Rewrite the entries below, replacing "Point out" with "Locate" at every occurrence. Leave all other wording unchanged.

Entries from a dataset
+ + +
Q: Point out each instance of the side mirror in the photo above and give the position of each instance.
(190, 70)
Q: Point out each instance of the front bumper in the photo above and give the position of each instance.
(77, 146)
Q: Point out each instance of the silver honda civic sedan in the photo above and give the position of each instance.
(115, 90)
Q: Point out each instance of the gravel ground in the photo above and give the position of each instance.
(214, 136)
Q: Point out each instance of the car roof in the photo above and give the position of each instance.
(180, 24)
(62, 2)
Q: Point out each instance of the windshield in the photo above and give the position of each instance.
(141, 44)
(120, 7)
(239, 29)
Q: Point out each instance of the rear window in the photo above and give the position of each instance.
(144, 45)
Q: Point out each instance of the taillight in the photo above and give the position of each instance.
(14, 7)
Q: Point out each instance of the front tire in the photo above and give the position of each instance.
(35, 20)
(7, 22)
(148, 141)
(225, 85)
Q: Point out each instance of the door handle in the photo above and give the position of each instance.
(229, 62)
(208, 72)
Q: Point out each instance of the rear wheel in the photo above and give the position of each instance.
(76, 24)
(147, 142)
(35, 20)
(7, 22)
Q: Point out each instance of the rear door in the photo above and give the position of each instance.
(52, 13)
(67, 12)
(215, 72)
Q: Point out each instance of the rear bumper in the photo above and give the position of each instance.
+ + +
Completed exercise:
Q: Locate each instance of the side mirror in the photo above and give the position of each instance.
(190, 70)
Q: Locate each instance of the front bumper in the photo above and give the position of each instance.
(77, 146)
Q: Locate each instance of the silver honda civic sedan in the photo above and give the position of each instance.
(115, 90)
Q: Locate each instance of the gravel ground in the photo above and give the position of each instance.
(214, 136)
Q: Locate each instance of the car roof in the photo above and give the position of each instance.
(180, 24)
(62, 2)
Q: Locate each instance of the windshield in the photo above and give the position of each instance.
(141, 44)
(120, 7)
(239, 29)
Q: Locate each instance of the rear window in the photo above and give the position of each instance.
(144, 45)
Q: Locate each instance of the taillight in the photo above and give the position of each instance.
(14, 7)
Q: Locate each instance of the front tire in the photo above and give the position of each instance.
(35, 20)
(7, 22)
(148, 141)
(225, 85)
Q: Locate each instance of the door handle in the photo above and give the position of each instance.
(229, 62)
(208, 72)
Q: Locate each instance of the rear wheel in the photo above and give the position of each instance.
(76, 24)
(147, 142)
(35, 20)
(7, 22)
Q: Locate each instance of the rear door in the photo above and give the position of each instance.
(52, 13)
(67, 12)
(215, 72)
Q: Locate each instance of the rear bumper in the photo above and give the position of each instance.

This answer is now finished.